*What to do:*
(a) Answer these questions from the article on the Kaplan Institute opening:
(i) How much floor space does Kaplan Institute occupy?
(ii) How long is the curriculum?
(iii) Which law school did Hansen Clarke get into?
(b) Name every course that the article on the Kaplan Institute opening says students attend in the morning or afternoon sessions.
(c) Carry on the article about the Kaplan Institute opening in Detroit from its last sentence, keeping its news style.

“Kaplan’s fundamental philosophy is to help individuals achieve their educational and career goals,” said Executive Director Mark Chesney at the school’s grand opening last month.
Located inside New Center One, 3031 W. Grand Blvd. (Suite 236), Kaplan Institute occupies 24,000 square feet of the second floor and can expand up to the third. There are currently appoximately 10 instructors and 240 students who meet daily in either morning or afternoon sessions in medical assisting, medical office specialist and pharmacy technician courses. The school will soon offer evening sessions as well.
The nine-month curriculum teaches students all the skills necessary to function either in a physician’s office or in a pharmacy as a pharmacy technician.
“They’ve done lecture work, they’ve done clinical work and labs, and they’ve actually gone out and gotten real-world experience,” Chesney said. “So it is, in fact, very condensed and accelerated.”
While some might compare Kaplan Institute to a community college, Chesney doesn’t quite agree.
“When people think of a community college, they think of a longer program,” he said. “We wouldn’t want to say we teach everything they do in nine months. That wouldn’t be a fair statement.”
State Sen. Hansen Clarke (D- Detroit), who cut the ribbon at the opening ceremonies, welcomes the school. He said he owes the fact that he got into Georgetown Law School to Kaplan prep courses.
Clarke had graduated from Cornell University following a brief interregnum, but while his grades improved after he returned to college, courses he took in that latter period, such as silk screen, didn’t impress law school admissions people.
“So, I was desperate,” he said. “I knew I wanted to be a lawyer, but the local law schools here wouldn’t take me. I just wasn’t strong enough of an applicant, but because I took the Kaplan course, I did decent enough on the LSAT that I was able to get into Georgetown Law School.”
He said his tenure at Georgetown is the reason he got into politics.
Clarke, who was raised by a single mother in the Baldwin/Mack area, added that many of his still-living friends either got caught up in drugs or are barely making it financially.
“Those were the only options — to go to college full time, or nothing else,” he said.

*Source data:*
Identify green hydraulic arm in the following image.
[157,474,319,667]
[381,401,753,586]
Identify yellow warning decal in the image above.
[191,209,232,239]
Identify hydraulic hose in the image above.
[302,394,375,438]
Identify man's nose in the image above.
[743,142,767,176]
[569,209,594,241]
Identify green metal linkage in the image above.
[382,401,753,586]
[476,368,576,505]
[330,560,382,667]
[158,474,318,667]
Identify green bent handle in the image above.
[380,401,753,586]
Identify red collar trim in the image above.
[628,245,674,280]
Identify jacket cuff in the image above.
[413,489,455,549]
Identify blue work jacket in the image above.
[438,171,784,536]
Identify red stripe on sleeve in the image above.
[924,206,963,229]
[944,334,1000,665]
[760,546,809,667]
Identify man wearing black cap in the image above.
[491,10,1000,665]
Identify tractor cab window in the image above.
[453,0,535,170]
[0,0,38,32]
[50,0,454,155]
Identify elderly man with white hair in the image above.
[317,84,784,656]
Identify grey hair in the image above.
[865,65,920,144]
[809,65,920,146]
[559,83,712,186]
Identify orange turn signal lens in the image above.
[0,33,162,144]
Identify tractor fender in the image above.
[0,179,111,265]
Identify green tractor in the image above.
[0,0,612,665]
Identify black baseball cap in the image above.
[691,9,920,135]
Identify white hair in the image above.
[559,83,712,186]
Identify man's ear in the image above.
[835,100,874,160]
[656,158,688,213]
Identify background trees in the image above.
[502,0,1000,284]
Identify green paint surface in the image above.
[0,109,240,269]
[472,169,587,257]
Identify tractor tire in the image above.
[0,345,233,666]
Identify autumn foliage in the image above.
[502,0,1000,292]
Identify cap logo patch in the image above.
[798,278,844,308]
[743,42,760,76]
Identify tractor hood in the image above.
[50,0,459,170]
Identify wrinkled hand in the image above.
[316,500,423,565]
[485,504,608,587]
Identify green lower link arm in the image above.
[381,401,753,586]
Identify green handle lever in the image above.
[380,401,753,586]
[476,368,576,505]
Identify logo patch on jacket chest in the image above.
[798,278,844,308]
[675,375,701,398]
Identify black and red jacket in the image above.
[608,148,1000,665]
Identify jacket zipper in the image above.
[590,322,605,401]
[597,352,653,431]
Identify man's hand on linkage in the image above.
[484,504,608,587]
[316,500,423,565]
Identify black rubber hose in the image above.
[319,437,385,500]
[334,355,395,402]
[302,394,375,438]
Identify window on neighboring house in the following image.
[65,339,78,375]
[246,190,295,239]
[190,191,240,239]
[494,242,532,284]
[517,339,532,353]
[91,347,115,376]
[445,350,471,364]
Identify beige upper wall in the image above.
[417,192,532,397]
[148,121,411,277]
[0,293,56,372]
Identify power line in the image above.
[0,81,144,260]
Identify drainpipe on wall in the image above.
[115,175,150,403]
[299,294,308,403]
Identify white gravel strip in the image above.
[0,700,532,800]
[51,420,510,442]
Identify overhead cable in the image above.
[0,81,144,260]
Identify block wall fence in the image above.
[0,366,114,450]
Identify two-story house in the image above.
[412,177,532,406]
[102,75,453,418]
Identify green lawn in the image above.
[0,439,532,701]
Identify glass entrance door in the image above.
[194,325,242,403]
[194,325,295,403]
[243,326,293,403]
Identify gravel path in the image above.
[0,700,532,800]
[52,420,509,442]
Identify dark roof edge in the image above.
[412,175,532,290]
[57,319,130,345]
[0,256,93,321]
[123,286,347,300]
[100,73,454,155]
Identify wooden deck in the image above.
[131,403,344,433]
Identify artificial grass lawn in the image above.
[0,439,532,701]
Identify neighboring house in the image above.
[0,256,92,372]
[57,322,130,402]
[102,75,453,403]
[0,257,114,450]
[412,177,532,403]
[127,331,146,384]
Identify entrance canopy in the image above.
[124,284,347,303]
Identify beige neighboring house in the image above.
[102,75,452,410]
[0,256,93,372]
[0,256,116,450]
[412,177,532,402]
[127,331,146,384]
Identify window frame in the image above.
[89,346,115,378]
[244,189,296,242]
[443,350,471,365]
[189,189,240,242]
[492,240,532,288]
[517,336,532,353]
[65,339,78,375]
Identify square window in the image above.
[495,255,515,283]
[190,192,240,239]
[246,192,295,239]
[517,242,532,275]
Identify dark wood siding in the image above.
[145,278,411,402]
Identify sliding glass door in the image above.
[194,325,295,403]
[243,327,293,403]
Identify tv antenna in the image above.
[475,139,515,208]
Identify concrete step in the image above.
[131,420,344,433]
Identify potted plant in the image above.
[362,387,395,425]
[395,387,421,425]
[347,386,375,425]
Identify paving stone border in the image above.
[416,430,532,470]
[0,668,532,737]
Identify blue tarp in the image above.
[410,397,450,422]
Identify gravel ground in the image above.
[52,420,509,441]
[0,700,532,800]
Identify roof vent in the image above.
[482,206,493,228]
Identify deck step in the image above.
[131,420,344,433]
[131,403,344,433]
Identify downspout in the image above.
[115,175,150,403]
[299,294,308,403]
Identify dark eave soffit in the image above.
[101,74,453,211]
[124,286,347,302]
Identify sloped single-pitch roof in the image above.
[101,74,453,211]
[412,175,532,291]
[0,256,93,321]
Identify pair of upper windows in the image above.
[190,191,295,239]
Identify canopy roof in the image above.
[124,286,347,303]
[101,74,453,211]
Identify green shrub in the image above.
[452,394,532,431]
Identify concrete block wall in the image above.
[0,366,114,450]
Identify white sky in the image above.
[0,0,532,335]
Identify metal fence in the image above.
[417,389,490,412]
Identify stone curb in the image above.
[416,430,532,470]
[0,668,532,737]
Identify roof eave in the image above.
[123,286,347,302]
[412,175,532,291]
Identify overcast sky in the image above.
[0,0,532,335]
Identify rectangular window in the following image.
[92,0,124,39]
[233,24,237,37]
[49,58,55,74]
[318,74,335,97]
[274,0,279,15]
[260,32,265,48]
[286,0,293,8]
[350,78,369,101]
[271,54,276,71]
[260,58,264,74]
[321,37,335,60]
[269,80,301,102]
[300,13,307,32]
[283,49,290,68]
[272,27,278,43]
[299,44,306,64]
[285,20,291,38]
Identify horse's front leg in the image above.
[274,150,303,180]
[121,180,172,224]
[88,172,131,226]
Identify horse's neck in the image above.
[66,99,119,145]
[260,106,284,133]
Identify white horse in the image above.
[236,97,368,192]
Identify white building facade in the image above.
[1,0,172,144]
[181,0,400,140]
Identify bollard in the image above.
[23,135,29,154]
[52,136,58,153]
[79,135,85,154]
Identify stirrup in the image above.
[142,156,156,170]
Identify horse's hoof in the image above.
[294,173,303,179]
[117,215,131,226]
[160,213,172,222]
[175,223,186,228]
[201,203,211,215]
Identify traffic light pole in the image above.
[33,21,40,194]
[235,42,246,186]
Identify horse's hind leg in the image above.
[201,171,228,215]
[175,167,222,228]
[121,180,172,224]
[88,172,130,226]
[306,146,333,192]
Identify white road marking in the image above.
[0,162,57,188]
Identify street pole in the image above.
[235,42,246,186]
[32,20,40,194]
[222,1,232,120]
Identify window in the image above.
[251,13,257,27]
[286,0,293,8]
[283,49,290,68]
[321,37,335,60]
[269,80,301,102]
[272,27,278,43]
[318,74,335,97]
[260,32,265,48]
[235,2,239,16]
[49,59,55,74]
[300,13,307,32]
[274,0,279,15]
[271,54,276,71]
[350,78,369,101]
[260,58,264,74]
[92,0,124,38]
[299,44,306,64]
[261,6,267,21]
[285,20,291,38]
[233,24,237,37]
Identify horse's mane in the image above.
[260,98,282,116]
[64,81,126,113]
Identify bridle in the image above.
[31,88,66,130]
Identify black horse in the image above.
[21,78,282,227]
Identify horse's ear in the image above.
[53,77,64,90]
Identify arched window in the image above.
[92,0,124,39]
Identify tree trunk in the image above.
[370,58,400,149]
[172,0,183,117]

*Answers per task:*
(a)
(i) 24,000 square feet of the second floor
(ii) Nine months
(iii) Georgetown Law School

(b) Medical assisting, medical office specialist, and pharmacy technician

(c)
“If the option was available for my friends that’s available right now at Kaplan Career Institute, many of my friends would have been able to get into careers, make a great living, really contribute, share something with their children.”
The school doesn’t currently offer degrees, but Chesney said they will be looking at doing so in the near future. The school’s first class will graduate in November.
Chesney described Kaplan as one institution with overriding authority and reporting structure, but a lot of input from individual campuses is taken into consideration when designing a curriculum.
As an example, he said if the Detroit campus finds that there is a need for trained technicians in the fields of heating, ventilation and air conditioning, it would probably have the ability to start a program in those fields.
At present, however, the medical assisting, medical office specialist and pharmacy technician courses are the only ones offered.
“We have identified this market as being in need of trained medical assistants, and the outlook for employment in those fields in Detroit is very positive,” Chesney said.
Dr. Lisa Jones-Harris, director of education (equivalent to a dean) at Kaplan Institute, said Kaplan is looking at an enrollment of 500 students by the end of the calendar year.
“In terms of new programs, it really depends on the demand, in terms of what people are asking for and if we feel we can do it well,” she said.